::: Information supplied

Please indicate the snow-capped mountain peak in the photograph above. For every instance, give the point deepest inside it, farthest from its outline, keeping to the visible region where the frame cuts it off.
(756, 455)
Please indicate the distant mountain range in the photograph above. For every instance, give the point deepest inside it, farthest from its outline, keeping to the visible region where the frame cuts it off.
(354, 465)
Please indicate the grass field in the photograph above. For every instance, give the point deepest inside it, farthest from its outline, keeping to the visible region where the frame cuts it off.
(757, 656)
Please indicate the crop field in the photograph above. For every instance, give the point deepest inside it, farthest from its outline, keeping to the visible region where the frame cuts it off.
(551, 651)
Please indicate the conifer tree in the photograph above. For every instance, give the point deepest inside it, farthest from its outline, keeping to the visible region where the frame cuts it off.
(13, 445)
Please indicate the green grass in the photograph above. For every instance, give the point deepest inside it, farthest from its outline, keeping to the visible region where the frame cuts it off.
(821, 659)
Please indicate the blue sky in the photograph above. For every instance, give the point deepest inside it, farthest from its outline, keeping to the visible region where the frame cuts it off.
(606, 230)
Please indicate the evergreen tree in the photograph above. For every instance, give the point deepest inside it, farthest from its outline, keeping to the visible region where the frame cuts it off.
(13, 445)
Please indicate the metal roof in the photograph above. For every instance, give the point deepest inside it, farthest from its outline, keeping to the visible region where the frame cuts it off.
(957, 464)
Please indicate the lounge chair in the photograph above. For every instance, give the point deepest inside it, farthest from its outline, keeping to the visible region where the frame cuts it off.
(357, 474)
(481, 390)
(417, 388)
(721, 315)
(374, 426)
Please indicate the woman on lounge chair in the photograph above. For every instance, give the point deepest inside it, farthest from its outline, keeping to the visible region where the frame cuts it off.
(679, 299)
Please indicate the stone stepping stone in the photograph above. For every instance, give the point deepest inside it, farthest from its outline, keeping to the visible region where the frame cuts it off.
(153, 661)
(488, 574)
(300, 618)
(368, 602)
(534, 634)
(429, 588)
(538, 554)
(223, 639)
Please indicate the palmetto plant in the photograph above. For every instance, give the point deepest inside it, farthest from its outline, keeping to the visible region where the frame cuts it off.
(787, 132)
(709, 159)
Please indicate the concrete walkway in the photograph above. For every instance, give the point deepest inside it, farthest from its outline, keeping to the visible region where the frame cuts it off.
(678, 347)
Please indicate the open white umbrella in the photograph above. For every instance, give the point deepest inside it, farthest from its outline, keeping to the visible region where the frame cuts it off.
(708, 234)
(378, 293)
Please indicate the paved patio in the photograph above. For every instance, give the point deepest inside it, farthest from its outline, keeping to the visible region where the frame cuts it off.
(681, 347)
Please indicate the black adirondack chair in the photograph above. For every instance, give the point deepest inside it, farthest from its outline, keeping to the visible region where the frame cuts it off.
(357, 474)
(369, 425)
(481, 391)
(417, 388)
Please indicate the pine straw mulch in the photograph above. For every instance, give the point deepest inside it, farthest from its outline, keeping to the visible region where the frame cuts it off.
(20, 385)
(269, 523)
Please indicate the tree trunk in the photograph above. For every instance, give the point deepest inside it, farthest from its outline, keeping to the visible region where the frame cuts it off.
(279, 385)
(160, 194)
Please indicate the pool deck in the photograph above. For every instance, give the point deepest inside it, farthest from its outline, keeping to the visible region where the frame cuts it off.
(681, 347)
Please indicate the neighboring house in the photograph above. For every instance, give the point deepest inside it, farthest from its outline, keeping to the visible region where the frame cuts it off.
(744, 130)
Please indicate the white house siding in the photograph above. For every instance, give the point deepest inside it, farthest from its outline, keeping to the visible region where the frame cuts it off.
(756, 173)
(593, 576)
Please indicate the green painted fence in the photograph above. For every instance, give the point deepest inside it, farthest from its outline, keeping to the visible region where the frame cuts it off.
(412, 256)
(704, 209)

::::::

#### What you are asked to do
Transcribe all of the material exactly. Omit nothing.

#### Final answer
Please indicate the snow-capped mountain peak in the photograph above. For every instance, give the point deepest inside it, farthest from its outline, keeping to the visible region where the frame cuts it off.
(756, 455)
Please indicate the distant mountain range in the photograph above. For every instance, give the point deepest inside it, farthest from its outline, keeping to the visible region where the frame cuts it off.
(354, 465)
Please indicate the grass field in the photograph above. For every instance, give the point deepest inside it, farthest from its outline, keeping to the visible region where the frame cuts it off.
(757, 656)
Please indicate the crop field in the photograph above. For every instance, give the point deepest inside it, farthest from its outline, keeping to the visible region where the frame cuts it off.
(551, 651)
Please indicate the conifer tree in the photograph above. For every instance, give the point deepest inside it, farthest from its outline, keeping to the visible region where the frame cuts it off.
(13, 445)
Please indicate the green grass in the photograph above. For every instance, give the point deepest inside it, farthest from its outline, keeping to the visible region where the frame cuts it off.
(821, 659)
Please indicate the blue sky in the photograph above. For every instance, give the point deepest inside it, farthest from its outline, keeping to the visible region where the frame cuts it off.
(606, 230)
Please indicate the evergreen tree in the photograph above. For every instance, give the point deepest inside it, farthest from its outline, keeping to the visible region where the frame cuts it off.
(13, 445)
Please indicate the metal roof in the photograph above. For every instance, give the point deepest inside it, farthest from its outline, keeping to the visible region where the frame cuts it off.
(957, 464)
Please indicate the lounge chair in the photograph above. For every instance, give the point deepest inside it, farthest from its outline, keeping to the visible region where the frame cuts it off.
(357, 474)
(481, 390)
(417, 388)
(721, 315)
(374, 426)
Please indicate the woman on lounge chair in the photograph above. For every instance, give the point deepest inside it, farthest from its outline, keeping to the visible region where the frame cuts it off.
(679, 299)
Please indicate the stone stepping stone in the photograph above. For every instance, give the point deepest inside it, farthest from its outline, keeping to the visible region where the frame cuts it off.
(153, 661)
(488, 574)
(300, 618)
(368, 602)
(534, 634)
(429, 588)
(538, 554)
(223, 639)
Please indicate the palmetto plant in the photograph above. For every instance, give the point deepest inside it, farthest from its outline, keeping to the visible region where the frame cuts it off.
(787, 132)
(709, 159)
Please indicate the concrete walkway in the photograph above. For every instance, give the point deepest inside it, farthest from its outline, keeping to the visible region where the frame cuts it off.
(678, 347)
Please indicate the open white umbrella in the photograph above. For every instance, give the point deepest inside it, farthest from its outline, keeping to the visible region where the frame cuts it off.
(708, 234)
(378, 293)
Please indicate the paved patio in the photograph above. For every instance, give the point deepest inside it, farthest from its outline, keeping to the visible region where the frame cuts it off.
(681, 347)
Please indicate the black adirondack chair in the photograph above. For every instance, give the point deepest inside it, farthest from its outline, keeping to the visible region where the frame cuts it off.
(357, 474)
(369, 425)
(481, 391)
(417, 388)
Please indicate the pine straw mulch in the photograph above. For every instance, give the point deepest inside it, farthest from its outline, keeping to the visible region where the frame cuts it off.
(20, 385)
(269, 523)
Please indicate the tree trunk in the photograph above. For every instance, give the point deepest inside it, farthest from its outline, keeping to the visible region where the frame cuts it off.
(279, 385)
(160, 194)
Please indicate the pool deck in the photograph above. For every instance, give the point deepest inside it, farthest from its outline, keeping to the visible region where the frame cuts it off.
(681, 347)
Please indicate the neighboring house in the photograph above. For every instance, give the point deepest inside it, farthest from its outline, keeping to the visible region where the frame cuts it off.
(744, 130)
Please indicate the white house siding in the photograph above. For every instance, give the point deepest inside it, farthest from its outline, keeping to the visible region where the frame cuts it off.
(756, 173)
(593, 576)
Please indicate the green painted fence in the photograph above. For every instance, give the point deepest inside it, farthest from its outline, keeping to the visible region where the frame cuts it off.
(412, 256)
(704, 209)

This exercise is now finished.